* [Goal of the exercise]: Of the material below, only the lines from the line containing "Target: black trousers" down to the line containing "indicate the speaker's" belong in the answer, written out exactly.

((

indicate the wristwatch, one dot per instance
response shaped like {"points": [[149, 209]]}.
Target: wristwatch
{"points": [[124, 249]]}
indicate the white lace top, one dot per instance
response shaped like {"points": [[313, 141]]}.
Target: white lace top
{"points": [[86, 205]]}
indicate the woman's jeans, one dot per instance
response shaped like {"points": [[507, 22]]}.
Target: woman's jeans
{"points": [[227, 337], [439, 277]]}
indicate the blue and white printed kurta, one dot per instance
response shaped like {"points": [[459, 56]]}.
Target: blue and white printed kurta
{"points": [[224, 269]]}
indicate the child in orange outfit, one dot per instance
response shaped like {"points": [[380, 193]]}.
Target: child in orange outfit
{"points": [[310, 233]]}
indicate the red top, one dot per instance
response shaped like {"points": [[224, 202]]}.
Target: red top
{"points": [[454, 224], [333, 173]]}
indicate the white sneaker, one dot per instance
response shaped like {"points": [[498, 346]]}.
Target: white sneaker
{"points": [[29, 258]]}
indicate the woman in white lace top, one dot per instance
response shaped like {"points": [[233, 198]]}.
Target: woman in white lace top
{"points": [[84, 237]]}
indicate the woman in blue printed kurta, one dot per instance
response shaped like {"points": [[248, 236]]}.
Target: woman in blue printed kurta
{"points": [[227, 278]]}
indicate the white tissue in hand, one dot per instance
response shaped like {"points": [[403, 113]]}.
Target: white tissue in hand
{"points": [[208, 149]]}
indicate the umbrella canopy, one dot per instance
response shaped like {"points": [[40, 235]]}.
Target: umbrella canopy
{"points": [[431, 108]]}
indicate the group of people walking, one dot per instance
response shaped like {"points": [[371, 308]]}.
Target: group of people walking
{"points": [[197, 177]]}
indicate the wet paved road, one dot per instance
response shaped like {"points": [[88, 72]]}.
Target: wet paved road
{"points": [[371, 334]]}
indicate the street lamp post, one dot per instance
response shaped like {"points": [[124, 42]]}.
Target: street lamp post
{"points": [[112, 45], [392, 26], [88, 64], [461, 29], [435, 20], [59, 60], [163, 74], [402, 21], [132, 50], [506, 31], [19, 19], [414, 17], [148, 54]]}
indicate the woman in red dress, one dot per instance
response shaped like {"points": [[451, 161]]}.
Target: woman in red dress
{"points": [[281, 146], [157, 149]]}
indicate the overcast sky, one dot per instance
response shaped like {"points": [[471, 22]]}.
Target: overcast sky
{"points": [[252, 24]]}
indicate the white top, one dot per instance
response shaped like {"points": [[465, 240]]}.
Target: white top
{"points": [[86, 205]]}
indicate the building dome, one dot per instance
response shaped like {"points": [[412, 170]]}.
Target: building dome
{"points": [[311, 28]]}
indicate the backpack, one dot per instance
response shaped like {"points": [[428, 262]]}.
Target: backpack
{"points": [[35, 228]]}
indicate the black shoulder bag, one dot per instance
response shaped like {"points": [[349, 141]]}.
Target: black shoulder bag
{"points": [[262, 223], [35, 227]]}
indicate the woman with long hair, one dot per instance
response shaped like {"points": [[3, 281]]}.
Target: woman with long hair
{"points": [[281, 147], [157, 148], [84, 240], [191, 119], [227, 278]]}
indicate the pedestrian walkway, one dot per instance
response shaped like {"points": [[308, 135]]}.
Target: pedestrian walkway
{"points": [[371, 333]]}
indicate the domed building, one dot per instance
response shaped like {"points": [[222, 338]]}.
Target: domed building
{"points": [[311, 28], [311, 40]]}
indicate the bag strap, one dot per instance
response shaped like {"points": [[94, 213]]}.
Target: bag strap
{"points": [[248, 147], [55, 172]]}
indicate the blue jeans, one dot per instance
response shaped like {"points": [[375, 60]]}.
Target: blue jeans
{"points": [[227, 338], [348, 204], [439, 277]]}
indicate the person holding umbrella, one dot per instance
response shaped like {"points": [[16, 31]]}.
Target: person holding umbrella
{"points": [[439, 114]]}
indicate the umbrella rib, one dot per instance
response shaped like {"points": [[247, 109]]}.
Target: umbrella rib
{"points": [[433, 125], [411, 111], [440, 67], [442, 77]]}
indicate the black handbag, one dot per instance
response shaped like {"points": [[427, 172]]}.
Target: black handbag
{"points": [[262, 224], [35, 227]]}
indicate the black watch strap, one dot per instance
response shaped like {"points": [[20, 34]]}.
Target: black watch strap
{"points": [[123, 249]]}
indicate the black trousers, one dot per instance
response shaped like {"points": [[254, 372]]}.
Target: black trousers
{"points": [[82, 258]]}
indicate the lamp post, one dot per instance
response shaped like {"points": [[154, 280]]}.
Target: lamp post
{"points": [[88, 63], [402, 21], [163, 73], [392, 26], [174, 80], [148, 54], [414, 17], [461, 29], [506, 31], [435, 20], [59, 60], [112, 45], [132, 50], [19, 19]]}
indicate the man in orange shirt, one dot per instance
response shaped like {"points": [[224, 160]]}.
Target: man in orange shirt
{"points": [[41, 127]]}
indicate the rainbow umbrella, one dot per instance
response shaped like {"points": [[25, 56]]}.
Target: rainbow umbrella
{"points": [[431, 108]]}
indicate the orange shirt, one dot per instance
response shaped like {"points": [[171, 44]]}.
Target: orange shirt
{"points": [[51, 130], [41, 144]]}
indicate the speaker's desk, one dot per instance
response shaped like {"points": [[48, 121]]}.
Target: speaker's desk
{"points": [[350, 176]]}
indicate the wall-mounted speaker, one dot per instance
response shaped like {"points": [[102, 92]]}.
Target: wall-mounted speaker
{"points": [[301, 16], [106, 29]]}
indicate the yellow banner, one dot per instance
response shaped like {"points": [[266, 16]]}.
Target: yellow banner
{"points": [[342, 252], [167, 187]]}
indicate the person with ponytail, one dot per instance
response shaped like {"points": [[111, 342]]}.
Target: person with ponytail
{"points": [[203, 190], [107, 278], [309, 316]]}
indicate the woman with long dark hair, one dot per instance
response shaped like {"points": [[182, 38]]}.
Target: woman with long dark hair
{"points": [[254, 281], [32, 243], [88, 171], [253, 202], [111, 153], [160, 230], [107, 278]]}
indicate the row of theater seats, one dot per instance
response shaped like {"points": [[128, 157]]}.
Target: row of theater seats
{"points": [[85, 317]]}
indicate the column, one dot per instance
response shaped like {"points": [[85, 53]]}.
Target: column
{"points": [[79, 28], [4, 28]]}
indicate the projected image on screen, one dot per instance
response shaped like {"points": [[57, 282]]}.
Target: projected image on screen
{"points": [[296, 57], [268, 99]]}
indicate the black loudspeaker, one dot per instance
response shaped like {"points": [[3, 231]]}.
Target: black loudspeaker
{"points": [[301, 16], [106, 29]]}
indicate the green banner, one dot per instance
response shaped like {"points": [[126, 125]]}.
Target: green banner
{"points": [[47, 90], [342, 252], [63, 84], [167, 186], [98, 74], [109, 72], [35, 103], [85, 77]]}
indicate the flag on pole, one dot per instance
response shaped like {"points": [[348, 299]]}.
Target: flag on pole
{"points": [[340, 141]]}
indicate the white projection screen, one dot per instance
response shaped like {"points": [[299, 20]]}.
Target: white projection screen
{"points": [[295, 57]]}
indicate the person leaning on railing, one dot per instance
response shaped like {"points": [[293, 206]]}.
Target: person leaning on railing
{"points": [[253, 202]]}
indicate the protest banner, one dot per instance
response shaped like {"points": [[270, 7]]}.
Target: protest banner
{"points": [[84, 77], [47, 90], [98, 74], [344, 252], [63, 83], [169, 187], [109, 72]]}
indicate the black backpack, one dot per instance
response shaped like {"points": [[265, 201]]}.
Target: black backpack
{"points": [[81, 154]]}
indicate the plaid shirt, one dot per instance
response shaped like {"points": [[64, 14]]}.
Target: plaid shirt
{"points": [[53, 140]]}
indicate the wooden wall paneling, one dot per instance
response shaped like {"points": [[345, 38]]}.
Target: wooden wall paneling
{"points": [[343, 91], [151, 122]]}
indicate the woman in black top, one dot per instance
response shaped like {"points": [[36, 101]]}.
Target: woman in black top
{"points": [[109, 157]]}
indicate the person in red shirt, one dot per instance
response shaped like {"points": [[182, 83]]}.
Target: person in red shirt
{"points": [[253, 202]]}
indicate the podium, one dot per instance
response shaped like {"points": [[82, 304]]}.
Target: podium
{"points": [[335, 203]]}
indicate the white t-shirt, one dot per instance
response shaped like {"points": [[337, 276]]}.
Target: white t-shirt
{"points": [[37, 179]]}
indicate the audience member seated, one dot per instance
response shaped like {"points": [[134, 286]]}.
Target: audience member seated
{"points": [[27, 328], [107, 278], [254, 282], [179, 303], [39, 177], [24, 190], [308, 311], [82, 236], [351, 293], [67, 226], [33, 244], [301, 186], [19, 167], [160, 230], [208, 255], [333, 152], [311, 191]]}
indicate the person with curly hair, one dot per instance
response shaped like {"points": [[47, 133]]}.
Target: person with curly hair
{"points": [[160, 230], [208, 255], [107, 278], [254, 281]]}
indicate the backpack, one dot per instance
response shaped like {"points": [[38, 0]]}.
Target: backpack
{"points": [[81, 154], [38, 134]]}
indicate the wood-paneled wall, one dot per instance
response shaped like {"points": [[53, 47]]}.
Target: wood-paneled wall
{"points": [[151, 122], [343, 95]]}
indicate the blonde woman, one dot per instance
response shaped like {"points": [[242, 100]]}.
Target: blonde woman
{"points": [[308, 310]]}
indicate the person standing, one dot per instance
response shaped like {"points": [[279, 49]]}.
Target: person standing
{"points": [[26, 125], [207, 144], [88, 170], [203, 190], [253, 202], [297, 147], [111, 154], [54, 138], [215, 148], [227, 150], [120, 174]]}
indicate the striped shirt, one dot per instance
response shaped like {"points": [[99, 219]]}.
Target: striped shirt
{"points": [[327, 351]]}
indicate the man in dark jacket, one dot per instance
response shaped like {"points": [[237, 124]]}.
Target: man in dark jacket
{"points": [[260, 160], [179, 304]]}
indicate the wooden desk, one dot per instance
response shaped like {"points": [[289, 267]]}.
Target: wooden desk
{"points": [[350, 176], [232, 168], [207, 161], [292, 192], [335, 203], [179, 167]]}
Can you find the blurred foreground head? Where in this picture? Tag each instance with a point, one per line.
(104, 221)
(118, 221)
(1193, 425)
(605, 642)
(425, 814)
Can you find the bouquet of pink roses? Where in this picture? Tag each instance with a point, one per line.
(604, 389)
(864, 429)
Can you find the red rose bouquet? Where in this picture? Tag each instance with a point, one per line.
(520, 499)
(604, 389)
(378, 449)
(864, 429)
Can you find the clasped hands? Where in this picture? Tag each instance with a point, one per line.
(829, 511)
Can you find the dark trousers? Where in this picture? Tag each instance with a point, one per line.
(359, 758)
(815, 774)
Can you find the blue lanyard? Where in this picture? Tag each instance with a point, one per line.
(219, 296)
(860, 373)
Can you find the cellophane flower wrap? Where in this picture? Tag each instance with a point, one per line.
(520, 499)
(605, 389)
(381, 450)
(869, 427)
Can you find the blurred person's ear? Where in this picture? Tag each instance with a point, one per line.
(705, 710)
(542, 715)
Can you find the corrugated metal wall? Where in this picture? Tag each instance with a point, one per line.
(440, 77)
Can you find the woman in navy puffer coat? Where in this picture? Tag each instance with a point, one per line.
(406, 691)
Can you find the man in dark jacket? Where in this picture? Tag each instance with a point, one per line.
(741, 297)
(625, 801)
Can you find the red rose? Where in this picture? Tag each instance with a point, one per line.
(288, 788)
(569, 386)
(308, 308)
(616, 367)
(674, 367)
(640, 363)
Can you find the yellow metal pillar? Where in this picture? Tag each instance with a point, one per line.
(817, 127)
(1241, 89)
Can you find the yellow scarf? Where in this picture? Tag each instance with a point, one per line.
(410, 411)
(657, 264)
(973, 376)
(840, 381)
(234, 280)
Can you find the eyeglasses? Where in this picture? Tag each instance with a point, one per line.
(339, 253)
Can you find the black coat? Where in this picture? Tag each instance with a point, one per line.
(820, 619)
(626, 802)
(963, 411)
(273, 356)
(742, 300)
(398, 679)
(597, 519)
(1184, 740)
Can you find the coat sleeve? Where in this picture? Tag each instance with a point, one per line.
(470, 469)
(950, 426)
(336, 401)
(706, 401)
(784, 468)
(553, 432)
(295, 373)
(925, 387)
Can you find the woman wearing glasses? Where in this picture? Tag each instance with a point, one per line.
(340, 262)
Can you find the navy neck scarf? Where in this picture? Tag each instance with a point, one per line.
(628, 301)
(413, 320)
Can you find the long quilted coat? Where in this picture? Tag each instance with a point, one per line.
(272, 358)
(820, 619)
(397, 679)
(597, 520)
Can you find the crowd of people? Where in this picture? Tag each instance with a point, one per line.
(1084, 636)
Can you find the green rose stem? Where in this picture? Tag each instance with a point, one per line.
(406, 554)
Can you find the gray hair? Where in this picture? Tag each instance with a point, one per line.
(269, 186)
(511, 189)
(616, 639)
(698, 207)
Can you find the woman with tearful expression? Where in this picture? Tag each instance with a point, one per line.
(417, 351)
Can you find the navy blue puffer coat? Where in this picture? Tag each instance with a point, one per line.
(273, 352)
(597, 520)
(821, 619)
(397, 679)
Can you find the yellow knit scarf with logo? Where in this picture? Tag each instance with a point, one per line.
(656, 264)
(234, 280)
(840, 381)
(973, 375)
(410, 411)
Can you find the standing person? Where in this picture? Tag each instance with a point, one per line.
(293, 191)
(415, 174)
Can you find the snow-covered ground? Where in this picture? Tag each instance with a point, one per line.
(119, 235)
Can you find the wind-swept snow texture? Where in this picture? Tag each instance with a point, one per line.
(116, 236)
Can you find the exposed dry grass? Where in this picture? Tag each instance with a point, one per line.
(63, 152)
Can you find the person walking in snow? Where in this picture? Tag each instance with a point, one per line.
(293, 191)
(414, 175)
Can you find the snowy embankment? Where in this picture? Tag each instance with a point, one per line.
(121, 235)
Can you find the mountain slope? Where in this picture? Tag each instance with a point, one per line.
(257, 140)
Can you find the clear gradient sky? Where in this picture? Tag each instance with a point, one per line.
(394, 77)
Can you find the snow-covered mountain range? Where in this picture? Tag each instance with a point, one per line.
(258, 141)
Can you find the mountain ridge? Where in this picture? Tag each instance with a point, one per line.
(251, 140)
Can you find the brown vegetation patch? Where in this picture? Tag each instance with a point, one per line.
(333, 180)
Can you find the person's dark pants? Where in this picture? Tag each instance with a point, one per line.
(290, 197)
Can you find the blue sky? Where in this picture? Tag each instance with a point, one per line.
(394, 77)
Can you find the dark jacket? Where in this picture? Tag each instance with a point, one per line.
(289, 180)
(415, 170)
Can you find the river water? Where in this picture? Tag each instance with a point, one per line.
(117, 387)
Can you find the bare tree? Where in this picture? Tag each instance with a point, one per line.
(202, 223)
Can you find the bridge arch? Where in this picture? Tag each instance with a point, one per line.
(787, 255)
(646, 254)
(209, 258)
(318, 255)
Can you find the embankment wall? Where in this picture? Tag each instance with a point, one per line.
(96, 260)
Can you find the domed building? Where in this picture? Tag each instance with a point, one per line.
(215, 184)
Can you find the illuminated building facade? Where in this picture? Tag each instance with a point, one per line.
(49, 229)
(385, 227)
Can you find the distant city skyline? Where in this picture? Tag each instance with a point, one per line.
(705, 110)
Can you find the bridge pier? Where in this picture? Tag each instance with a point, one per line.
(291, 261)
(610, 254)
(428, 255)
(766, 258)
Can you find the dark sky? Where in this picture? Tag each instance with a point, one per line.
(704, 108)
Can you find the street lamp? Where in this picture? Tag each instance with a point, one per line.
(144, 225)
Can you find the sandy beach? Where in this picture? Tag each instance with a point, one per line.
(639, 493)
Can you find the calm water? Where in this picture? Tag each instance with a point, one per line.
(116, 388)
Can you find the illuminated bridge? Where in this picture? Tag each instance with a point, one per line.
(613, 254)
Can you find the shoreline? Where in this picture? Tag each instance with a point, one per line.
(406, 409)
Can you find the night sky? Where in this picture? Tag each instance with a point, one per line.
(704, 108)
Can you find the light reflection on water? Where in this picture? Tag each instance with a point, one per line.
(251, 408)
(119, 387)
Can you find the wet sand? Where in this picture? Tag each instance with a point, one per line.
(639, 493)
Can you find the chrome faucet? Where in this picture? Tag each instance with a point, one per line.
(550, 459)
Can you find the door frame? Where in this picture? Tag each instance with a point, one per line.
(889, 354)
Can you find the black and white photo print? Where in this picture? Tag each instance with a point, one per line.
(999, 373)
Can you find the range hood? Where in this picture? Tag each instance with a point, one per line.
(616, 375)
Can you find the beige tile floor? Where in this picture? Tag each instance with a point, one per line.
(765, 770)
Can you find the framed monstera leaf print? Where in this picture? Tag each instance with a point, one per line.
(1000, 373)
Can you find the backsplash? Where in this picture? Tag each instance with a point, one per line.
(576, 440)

))

* [Written reply]:
Target: black trousers
{"points": [[82, 258]]}
indicate the lamp post, one dot per instance
response shaped like {"points": [[154, 280]]}.
Target: lamp post
{"points": [[88, 63], [402, 21], [163, 73], [392, 26], [174, 80], [148, 54], [414, 17], [461, 29], [506, 31], [435, 20], [59, 60], [112, 45], [132, 50], [19, 19]]}
indicate the man in orange shirt, one dot per instance
response shaped like {"points": [[224, 160]]}.
Target: man in orange shirt
{"points": [[41, 127]]}
indicate the rainbow umbrella, one dot per instance
response shaped like {"points": [[25, 56]]}.
Target: rainbow umbrella
{"points": [[431, 108]]}
indicate the orange shirt, one dot per instance
response shaped like {"points": [[171, 44]]}.
Target: orange shirt
{"points": [[51, 130], [41, 144]]}
indicate the speaker's desk, one dot per instance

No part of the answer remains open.